> [EXTRAIT DE PAGE]
S’agissant du dialogue politique, nous nous félicitons de la tenue il y a juste une semaine à Ouagadougou d’une nouvelle session de dialogue politique de haut niveau, dans le cadre de l’article 8 de la Convention de Cotonou qui encadre la coopération de l’UE avec les pays ACP. Cette session a permis un échange approfondi sur des sujets d’intérêt partagé tels que la bonne gouvernance et la consolidation de l’Etat de droit, les enjeux majeurs que sont le défi migratoire, le défi démographique, le défi du rôle du secteur privé dans le développement.
Le dialogue politique et de coopération s’est aussi traduit, depuis un an, par les nombreuses visites et échanges qui ont eu lieu, dans les deux sens, entre l’UE et le Burkina Faso. J’en citerai seulement trois :
– la visite en juin dernier à Bruxelles de SE le Président Kaboré, hôte d’honneur des Journées européennes du Développement, qui a pu rencontrer à cette occasion les plus hautes autorités politiques de l’Union européenne ;
– le rendez-vous essentiel collectif réussi que fut en décembre dernier la conférence de Paris pour le financement du PNDES, que l’UE a soutenue, et au cours de laquelle le Commissaire européen au Développement a rencontré le Chef de l’Etat et le Premier Ministre et a pu signer trois importantes conventions d’appui budgétaire ;
– la visite récente, à l’occasion du Fespaco – auquel l’Union européenne est heureuse d’avoir apporté son soutien-, de M. Stefano Manservisi, Directeur général de la coopération internationale et du développement de la Commission européenne.
Le dialogue et l’accompagnement de la coopération entre l’Union européenne et le Burkina Faso se font autant à Bruxelles qu’à Ouagadougou. Permettez-moi de mentionner également ici la présentation récente au Président Tusk du Conseil européen de ses lettres de créance par la nouvelle Ambassadeur du Burkina Faso à Bruxelles, Mme Jacqueline Zaba.
En fait, le dialogue nécessaire pour rendre efficace la coopération de l’Europe avec le Burkina Faso est plus qu’un simple dialogue, à deux, entre d’une part les Autorités burkinabè et d’autre part l’institution « Union européenne », qui n’est rien sans les Etats-membres qui la constituent. C’est un dialogue plus large :
– Un dialogue qui associe aussi pleinement, du côté européen, les Etats-membres représentés à Ouagadougou et leurs agences de développement : l’Allemagne, l’Autriche, la Belgique, le Danemark, la France, l’Italie, le Luxembourg, les Pays-Bas, la Suède, dont je salue les représentants parmi nous ici ce soir. Nous, Européens au Burkina Faso, nous avons la même approche, une vision commune, des stratégies communes et des moyens dont la complémentarité, si elle est bien organisée, est un levier considérable pour accompagner le pays. C’est pour cela que nous sommes engagés en ce moment dans un exercice important de programmation conjointe de nos aides respectives.

> [CONSIGNE A] Reprenez les lignes fournies depuis celle qui contient « as [113, 38]. » jusqu'à la dernière de ces lignes. Remplacez « Target » par « Objet » sans rien modifier d'autre.

> [LIGNES FOURNIES]
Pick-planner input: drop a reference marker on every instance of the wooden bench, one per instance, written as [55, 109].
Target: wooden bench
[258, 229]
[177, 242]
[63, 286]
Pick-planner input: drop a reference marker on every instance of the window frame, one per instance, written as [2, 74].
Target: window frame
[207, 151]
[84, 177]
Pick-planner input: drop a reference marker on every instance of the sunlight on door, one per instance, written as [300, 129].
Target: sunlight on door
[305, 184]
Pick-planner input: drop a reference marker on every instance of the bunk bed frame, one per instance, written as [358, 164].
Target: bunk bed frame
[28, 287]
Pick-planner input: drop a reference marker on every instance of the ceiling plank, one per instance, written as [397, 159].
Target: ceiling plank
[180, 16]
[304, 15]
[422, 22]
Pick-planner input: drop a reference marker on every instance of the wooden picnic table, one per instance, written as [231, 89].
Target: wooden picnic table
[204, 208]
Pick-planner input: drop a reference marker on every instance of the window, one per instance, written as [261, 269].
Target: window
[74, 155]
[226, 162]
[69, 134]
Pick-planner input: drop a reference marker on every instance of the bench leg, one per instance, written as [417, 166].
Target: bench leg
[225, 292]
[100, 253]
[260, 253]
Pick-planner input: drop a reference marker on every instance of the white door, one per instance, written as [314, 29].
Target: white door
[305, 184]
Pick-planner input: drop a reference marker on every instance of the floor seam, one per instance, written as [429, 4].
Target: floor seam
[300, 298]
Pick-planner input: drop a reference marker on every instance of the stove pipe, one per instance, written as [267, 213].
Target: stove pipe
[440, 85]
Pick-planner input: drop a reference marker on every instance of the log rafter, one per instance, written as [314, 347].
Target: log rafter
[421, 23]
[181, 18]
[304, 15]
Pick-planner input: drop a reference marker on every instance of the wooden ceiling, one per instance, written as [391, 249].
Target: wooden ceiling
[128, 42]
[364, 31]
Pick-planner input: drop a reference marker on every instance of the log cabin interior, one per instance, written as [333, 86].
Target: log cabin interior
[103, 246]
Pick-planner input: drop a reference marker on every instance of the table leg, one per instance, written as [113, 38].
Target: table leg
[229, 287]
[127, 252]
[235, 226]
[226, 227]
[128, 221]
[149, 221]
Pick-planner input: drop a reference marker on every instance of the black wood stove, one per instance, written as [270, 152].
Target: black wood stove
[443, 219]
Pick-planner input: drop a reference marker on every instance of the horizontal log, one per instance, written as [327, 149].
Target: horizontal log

> [CONSIGNE B] D'après l'extrait de page, qui est la nouvelle Ambassadeur du Burkina Faso à Bruxelles ?

> [RÉPONSE A]
Pick-planner input: drop a reference marker on every instance of the table leg, one per instance, written as [113, 38].
Objet: table leg
[229, 287]
[127, 252]
[235, 226]
[226, 227]
[128, 221]
[149, 221]
Pick-planner input: drop a reference marker on every instance of the black wood stove, one per instance, written as [270, 152].
Objet: black wood stove
[443, 219]
Pick-planner input: drop a reference marker on every instance of the horizontal log, one per instance, written as [327, 149].
Objet: horizontal log

> [RÉPONSE B] Mme Jacqueline Zaba.